Directive> Copy the lines of the records below, without changes, starting with the line containing "of the trekking" and continuing through the last line of the records, both included.

Records provided start

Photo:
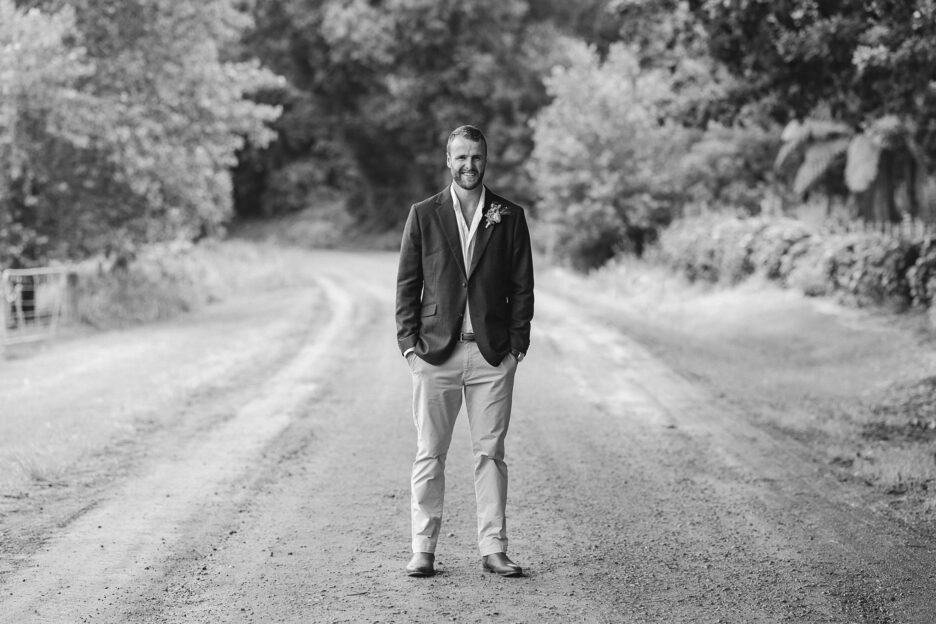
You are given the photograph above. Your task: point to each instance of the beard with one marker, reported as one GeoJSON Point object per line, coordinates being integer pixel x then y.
{"type": "Point", "coordinates": [468, 180]}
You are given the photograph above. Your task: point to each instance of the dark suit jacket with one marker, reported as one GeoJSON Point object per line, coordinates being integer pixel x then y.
{"type": "Point", "coordinates": [433, 282]}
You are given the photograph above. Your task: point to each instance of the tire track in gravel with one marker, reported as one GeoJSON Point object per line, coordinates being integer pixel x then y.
{"type": "Point", "coordinates": [124, 540]}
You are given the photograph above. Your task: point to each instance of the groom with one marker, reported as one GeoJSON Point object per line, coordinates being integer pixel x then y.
{"type": "Point", "coordinates": [463, 308]}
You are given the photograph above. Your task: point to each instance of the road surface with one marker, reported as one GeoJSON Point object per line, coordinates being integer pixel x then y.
{"type": "Point", "coordinates": [250, 463]}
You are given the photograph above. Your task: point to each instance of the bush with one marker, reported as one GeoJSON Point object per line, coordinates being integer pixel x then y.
{"type": "Point", "coordinates": [867, 268]}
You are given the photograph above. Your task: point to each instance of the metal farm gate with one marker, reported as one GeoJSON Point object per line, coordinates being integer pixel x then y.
{"type": "Point", "coordinates": [33, 302]}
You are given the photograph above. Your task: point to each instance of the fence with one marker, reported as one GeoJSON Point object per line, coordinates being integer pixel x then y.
{"type": "Point", "coordinates": [908, 229]}
{"type": "Point", "coordinates": [33, 302]}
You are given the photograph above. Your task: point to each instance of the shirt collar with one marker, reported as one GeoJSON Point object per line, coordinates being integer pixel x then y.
{"type": "Point", "coordinates": [457, 205]}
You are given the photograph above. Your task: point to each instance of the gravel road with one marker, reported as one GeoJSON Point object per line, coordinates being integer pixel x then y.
{"type": "Point", "coordinates": [250, 463]}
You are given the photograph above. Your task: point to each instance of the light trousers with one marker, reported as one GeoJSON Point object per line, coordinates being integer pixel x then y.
{"type": "Point", "coordinates": [437, 399]}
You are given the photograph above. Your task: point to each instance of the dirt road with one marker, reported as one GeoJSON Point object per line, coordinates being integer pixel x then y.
{"type": "Point", "coordinates": [250, 464]}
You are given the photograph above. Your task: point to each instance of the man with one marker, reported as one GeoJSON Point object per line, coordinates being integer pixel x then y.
{"type": "Point", "coordinates": [463, 309]}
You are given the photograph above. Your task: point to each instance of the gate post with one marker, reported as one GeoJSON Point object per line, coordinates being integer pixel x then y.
{"type": "Point", "coordinates": [4, 310]}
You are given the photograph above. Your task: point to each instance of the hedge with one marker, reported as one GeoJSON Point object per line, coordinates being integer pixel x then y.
{"type": "Point", "coordinates": [861, 268]}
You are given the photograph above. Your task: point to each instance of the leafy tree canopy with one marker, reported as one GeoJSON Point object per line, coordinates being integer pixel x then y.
{"type": "Point", "coordinates": [129, 133]}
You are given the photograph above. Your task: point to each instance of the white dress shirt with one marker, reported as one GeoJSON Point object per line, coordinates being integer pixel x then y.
{"type": "Point", "coordinates": [467, 236]}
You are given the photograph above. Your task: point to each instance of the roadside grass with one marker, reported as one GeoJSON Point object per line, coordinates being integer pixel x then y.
{"type": "Point", "coordinates": [167, 280]}
{"type": "Point", "coordinates": [855, 386]}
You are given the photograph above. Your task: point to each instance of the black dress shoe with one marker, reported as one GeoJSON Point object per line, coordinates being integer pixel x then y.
{"type": "Point", "coordinates": [498, 563]}
{"type": "Point", "coordinates": [421, 565]}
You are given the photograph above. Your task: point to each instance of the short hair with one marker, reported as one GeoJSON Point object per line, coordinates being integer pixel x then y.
{"type": "Point", "coordinates": [469, 132]}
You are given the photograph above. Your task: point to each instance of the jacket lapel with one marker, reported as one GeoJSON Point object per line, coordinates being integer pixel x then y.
{"type": "Point", "coordinates": [483, 235]}
{"type": "Point", "coordinates": [446, 213]}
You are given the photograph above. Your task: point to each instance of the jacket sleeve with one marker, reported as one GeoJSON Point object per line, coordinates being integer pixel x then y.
{"type": "Point", "coordinates": [409, 283]}
{"type": "Point", "coordinates": [521, 297]}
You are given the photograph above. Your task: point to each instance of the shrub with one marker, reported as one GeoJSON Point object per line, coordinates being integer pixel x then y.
{"type": "Point", "coordinates": [867, 268]}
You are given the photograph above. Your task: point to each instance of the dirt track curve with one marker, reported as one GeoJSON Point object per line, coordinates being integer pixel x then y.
{"type": "Point", "coordinates": [272, 484]}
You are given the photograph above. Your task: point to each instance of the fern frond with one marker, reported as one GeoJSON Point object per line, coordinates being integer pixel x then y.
{"type": "Point", "coordinates": [819, 159]}
{"type": "Point", "coordinates": [861, 168]}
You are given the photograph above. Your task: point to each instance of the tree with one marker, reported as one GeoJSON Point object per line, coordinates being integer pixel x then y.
{"type": "Point", "coordinates": [878, 165]}
{"type": "Point", "coordinates": [856, 60]}
{"type": "Point", "coordinates": [381, 83]}
{"type": "Point", "coordinates": [157, 114]}
{"type": "Point", "coordinates": [604, 159]}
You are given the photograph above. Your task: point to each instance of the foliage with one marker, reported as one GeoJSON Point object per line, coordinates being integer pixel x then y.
{"type": "Point", "coordinates": [141, 149]}
{"type": "Point", "coordinates": [921, 276]}
{"type": "Point", "coordinates": [856, 60]}
{"type": "Point", "coordinates": [861, 268]}
{"type": "Point", "coordinates": [728, 166]}
{"type": "Point", "coordinates": [877, 165]}
{"type": "Point", "coordinates": [602, 158]}
{"type": "Point", "coordinates": [382, 84]}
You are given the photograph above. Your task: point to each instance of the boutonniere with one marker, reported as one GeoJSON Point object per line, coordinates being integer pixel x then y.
{"type": "Point", "coordinates": [494, 213]}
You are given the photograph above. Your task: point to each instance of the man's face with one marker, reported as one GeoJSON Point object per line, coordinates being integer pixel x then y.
{"type": "Point", "coordinates": [466, 160]}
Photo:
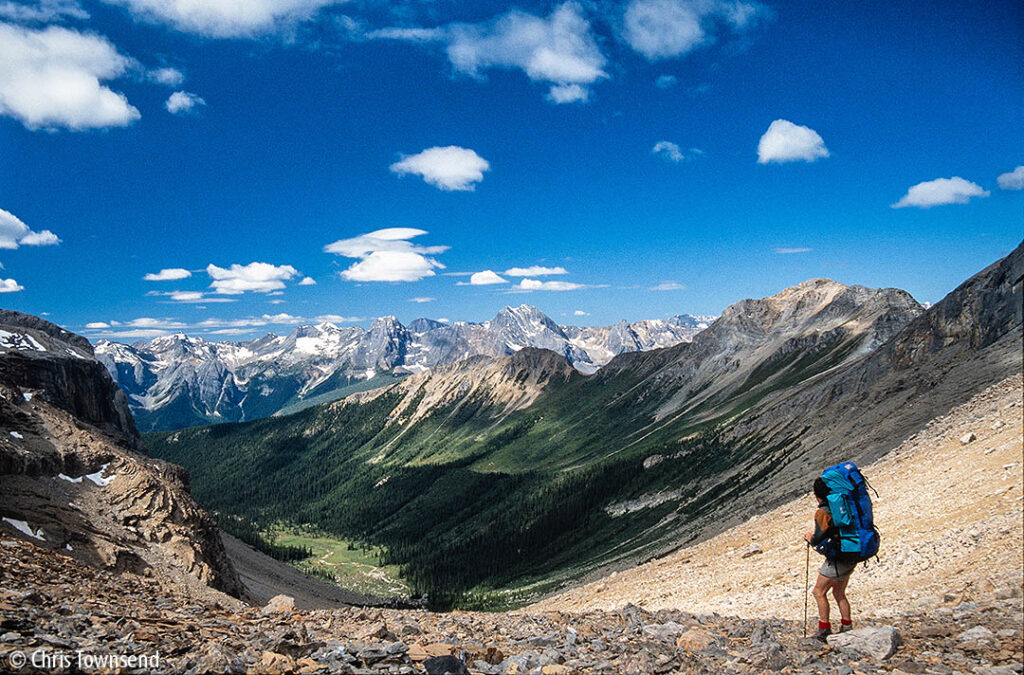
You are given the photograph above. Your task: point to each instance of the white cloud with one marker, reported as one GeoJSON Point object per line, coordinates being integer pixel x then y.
{"type": "Point", "coordinates": [568, 93]}
{"type": "Point", "coordinates": [170, 77]}
{"type": "Point", "coordinates": [187, 296]}
{"type": "Point", "coordinates": [669, 29]}
{"type": "Point", "coordinates": [190, 296]}
{"type": "Point", "coordinates": [256, 277]}
{"type": "Point", "coordinates": [485, 278]}
{"type": "Point", "coordinates": [1012, 180]}
{"type": "Point", "coordinates": [785, 141]}
{"type": "Point", "coordinates": [669, 151]}
{"type": "Point", "coordinates": [449, 168]}
{"type": "Point", "coordinates": [387, 255]}
{"type": "Point", "coordinates": [182, 101]}
{"type": "Point", "coordinates": [559, 50]}
{"type": "Point", "coordinates": [666, 81]}
{"type": "Point", "coordinates": [168, 275]}
{"type": "Point", "coordinates": [51, 79]}
{"type": "Point", "coordinates": [337, 319]}
{"type": "Point", "coordinates": [225, 18]}
{"type": "Point", "coordinates": [44, 11]}
{"type": "Point", "coordinates": [13, 234]}
{"type": "Point", "coordinates": [146, 327]}
{"type": "Point", "coordinates": [44, 238]}
{"type": "Point", "coordinates": [536, 270]}
{"type": "Point", "coordinates": [939, 192]}
{"type": "Point", "coordinates": [10, 286]}
{"type": "Point", "coordinates": [537, 285]}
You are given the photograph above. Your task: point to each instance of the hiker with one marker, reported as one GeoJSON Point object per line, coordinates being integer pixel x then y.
{"type": "Point", "coordinates": [835, 572]}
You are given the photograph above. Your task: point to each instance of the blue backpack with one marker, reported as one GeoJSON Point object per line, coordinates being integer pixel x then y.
{"type": "Point", "coordinates": [852, 515]}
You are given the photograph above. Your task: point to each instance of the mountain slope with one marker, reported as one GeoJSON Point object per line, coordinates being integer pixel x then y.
{"type": "Point", "coordinates": [950, 513]}
{"type": "Point", "coordinates": [178, 381]}
{"type": "Point", "coordinates": [72, 476]}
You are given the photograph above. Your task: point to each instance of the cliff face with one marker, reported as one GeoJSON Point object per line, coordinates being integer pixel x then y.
{"type": "Point", "coordinates": [71, 476]}
{"type": "Point", "coordinates": [39, 355]}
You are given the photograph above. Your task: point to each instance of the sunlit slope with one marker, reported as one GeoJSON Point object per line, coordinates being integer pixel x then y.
{"type": "Point", "coordinates": [510, 471]}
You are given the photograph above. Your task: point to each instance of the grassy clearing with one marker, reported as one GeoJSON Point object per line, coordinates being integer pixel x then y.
{"type": "Point", "coordinates": [350, 566]}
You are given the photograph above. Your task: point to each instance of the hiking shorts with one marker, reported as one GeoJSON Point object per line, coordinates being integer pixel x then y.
{"type": "Point", "coordinates": [837, 570]}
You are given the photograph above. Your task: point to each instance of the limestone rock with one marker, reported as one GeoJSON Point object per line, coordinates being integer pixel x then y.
{"type": "Point", "coordinates": [878, 643]}
{"type": "Point", "coordinates": [696, 639]}
{"type": "Point", "coordinates": [444, 666]}
{"type": "Point", "coordinates": [279, 604]}
{"type": "Point", "coordinates": [273, 664]}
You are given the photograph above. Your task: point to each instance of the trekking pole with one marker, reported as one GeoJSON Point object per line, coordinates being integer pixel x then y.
{"type": "Point", "coordinates": [807, 577]}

Records provided end

Reply>
You are given the photograph above. Your task: point to each instance of the trekking pole with one marker, reported as one GeoJSON Point object per line, coordinates being integer pixel x then y.
{"type": "Point", "coordinates": [807, 577]}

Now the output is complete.